# Listed records:
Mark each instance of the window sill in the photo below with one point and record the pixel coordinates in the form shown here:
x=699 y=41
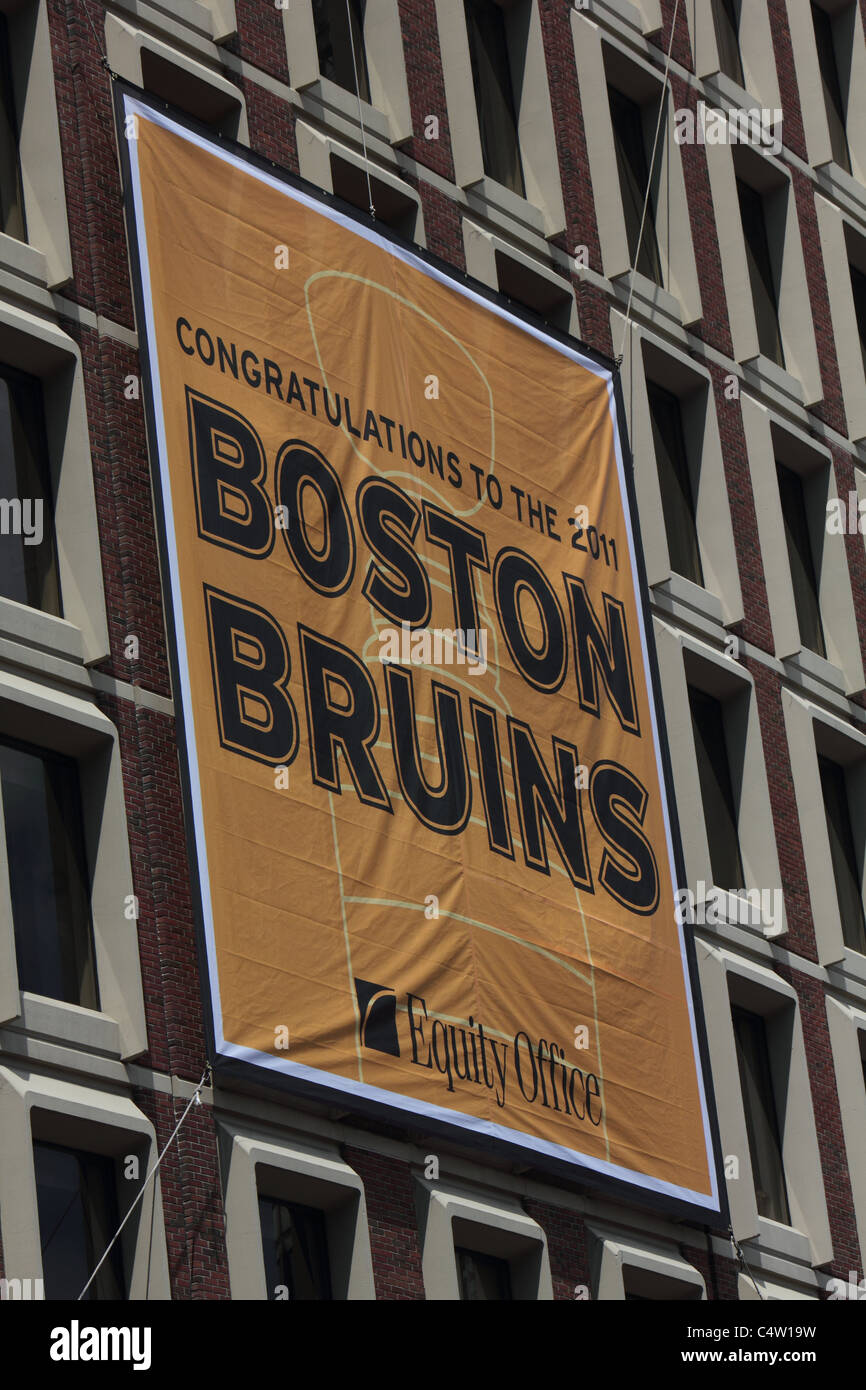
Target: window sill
x=843 y=185
x=617 y=13
x=784 y=1240
x=43 y=631
x=765 y=373
x=487 y=196
x=67 y=1023
x=691 y=595
x=816 y=669
x=344 y=103
x=652 y=302
x=733 y=96
x=731 y=905
x=24 y=260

# Task requirements:
Find each line in the entries above that contains the string "window", matching case exactly, and copy those lines out in full.

# Result for this task:
Mark each instance of the window sill in the photo below with one point and record the pixel coordinates in the form shown here:
Target: window sill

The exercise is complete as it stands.